Exercise brief: Print, without any changes, the lines of the records that run from the line containing "Mark each instance of the overcast" up to and including the last line of the records.

═══ Exercise material

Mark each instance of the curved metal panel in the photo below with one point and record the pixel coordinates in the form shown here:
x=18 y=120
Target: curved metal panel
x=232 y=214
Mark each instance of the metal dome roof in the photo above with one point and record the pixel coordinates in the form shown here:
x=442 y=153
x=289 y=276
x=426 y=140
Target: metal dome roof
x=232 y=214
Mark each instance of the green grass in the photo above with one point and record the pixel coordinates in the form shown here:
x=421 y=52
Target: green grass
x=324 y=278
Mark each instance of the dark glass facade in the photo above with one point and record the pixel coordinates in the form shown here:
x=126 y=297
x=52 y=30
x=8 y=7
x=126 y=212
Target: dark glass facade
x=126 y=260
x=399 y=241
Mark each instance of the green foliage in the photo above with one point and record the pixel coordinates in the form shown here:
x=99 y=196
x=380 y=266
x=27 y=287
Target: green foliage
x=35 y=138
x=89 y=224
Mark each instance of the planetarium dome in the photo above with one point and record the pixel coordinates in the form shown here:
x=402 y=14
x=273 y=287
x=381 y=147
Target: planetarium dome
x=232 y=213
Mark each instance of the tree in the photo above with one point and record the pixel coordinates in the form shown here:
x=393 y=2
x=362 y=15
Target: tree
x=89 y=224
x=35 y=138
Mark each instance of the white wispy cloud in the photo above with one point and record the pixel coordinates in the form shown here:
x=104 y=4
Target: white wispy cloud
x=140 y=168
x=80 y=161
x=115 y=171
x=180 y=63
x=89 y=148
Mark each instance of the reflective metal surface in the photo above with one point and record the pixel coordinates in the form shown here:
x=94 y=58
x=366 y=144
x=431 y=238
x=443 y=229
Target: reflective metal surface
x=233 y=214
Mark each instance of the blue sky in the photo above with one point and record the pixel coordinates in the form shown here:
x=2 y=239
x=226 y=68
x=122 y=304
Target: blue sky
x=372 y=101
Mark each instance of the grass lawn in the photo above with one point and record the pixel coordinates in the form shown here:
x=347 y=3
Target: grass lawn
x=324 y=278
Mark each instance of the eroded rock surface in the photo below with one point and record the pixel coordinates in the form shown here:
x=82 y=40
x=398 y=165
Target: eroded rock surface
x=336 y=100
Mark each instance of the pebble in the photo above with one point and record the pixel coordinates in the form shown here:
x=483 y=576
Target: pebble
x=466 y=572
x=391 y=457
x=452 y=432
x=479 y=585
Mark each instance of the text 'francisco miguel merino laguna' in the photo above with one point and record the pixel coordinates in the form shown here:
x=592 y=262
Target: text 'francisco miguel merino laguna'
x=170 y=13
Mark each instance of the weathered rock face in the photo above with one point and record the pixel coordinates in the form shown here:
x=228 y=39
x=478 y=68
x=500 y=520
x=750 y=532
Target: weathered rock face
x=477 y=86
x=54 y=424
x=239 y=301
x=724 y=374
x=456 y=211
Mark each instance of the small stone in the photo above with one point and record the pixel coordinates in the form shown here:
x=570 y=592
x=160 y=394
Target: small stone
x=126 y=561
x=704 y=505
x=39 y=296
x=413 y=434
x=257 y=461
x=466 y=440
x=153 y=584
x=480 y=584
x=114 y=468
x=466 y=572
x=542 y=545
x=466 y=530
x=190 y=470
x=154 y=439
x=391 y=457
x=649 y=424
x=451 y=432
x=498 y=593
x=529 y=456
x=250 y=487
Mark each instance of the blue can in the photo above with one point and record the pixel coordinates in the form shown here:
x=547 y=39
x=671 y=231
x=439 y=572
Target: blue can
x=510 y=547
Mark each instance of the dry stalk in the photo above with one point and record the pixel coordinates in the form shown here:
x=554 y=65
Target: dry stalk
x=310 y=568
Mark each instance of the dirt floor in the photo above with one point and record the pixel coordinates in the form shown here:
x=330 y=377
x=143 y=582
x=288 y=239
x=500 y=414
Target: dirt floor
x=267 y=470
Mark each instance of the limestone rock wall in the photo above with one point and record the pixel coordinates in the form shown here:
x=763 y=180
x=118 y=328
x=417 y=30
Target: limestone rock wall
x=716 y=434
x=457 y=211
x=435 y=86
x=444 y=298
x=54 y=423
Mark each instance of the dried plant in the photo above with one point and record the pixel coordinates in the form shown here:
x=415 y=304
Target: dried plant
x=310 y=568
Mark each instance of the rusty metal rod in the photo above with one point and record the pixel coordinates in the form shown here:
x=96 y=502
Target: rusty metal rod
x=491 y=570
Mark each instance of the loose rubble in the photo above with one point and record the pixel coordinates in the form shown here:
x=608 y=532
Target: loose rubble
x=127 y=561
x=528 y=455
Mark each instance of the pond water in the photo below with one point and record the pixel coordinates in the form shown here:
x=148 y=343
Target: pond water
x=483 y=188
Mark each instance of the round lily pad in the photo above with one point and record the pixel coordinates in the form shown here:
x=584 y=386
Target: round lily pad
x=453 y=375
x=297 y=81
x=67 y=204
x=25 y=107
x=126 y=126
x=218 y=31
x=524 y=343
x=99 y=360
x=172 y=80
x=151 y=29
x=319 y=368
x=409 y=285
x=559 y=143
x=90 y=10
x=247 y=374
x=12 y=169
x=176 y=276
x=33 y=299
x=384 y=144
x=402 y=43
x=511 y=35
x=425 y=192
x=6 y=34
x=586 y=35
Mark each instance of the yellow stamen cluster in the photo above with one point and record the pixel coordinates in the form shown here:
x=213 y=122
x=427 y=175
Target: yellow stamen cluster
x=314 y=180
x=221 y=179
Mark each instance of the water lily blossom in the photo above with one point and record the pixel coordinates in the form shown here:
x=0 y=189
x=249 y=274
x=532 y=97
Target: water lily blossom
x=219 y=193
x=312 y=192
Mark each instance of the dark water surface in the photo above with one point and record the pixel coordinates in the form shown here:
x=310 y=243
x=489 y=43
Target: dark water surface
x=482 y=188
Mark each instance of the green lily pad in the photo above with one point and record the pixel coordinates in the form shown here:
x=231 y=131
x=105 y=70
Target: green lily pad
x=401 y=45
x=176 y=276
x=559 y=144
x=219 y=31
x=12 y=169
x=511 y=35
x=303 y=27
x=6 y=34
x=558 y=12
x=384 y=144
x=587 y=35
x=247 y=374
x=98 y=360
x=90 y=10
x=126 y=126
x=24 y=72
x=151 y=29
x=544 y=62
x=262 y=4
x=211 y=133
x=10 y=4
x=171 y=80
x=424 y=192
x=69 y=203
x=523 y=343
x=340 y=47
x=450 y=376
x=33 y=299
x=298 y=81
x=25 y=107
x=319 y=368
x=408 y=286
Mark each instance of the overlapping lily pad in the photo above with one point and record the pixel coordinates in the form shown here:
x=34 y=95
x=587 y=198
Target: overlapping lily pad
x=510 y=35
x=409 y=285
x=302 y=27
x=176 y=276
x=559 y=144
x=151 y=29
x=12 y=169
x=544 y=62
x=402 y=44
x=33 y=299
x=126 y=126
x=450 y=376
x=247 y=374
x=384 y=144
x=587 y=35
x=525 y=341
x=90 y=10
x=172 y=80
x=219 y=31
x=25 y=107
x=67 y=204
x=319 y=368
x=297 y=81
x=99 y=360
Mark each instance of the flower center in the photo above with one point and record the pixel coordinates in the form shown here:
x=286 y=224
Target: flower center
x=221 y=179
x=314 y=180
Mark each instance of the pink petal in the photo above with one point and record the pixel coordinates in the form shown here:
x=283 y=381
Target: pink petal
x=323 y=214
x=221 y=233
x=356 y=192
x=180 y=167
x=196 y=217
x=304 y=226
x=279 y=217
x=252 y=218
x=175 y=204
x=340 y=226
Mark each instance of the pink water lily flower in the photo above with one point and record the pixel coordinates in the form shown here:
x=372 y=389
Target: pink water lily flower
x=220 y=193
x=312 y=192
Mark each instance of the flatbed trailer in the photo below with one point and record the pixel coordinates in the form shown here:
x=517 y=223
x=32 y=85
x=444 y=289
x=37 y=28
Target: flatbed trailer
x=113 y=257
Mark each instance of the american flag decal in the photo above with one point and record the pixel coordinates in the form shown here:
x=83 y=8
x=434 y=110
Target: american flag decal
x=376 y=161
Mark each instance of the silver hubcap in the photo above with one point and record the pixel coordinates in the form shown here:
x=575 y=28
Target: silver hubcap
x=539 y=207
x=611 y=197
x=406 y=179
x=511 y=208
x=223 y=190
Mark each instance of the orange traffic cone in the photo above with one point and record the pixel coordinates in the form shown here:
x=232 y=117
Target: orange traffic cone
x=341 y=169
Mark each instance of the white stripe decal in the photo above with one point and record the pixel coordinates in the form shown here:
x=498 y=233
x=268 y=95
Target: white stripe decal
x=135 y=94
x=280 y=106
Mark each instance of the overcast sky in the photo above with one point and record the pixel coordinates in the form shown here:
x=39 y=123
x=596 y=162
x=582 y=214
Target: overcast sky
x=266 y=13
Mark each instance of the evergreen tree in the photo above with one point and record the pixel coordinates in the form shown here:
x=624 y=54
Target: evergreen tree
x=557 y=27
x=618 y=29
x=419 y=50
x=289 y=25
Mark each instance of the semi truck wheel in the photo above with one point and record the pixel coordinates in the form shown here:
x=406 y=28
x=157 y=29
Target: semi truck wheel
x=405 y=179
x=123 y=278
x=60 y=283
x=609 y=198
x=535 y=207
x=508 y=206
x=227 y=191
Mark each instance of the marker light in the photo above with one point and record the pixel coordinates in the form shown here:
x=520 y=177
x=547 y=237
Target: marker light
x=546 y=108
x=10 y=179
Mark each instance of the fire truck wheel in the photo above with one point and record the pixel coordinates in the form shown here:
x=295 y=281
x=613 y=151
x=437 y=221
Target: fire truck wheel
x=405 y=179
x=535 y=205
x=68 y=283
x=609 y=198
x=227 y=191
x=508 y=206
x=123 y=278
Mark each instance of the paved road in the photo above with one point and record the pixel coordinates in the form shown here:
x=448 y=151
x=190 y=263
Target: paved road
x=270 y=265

══════

Result:
Mark each instance of the overcast sky in the photo above with one point and record the pixel coordinates in the form shown here:
x=39 y=123
x=596 y=162
x=582 y=214
Target: overcast sky
x=266 y=13
Mark each instance of the evergreen tree in the photo above with one point and record the pixel coordinates in the form shown here:
x=624 y=54
Target: evergreen tree
x=557 y=27
x=618 y=29
x=419 y=50
x=289 y=25
Mark each instance of the semi truck wheel in the photo above with one point and record the pixel coordinates in the form shown here:
x=406 y=28
x=157 y=29
Target: semi truck wheel
x=405 y=179
x=123 y=278
x=60 y=283
x=609 y=198
x=535 y=207
x=508 y=206
x=227 y=191
Mark each instance of the marker light in the photo above with one point and record the pixel coordinates in the form shown here:
x=520 y=177
x=547 y=237
Target: marker light
x=546 y=108
x=10 y=179
Mark each instance of the fire truck wheel in the photo above with one point and record the pixel coordinates in the form shown here:
x=295 y=281
x=613 y=151
x=437 y=221
Target: fire truck wheel
x=405 y=179
x=535 y=205
x=68 y=283
x=609 y=198
x=227 y=191
x=508 y=206
x=123 y=278
Mark each instance of the paved road in the photo above with one point and record the pixel coordinates in the form shown here:
x=448 y=151
x=190 y=263
Target: paved road
x=270 y=265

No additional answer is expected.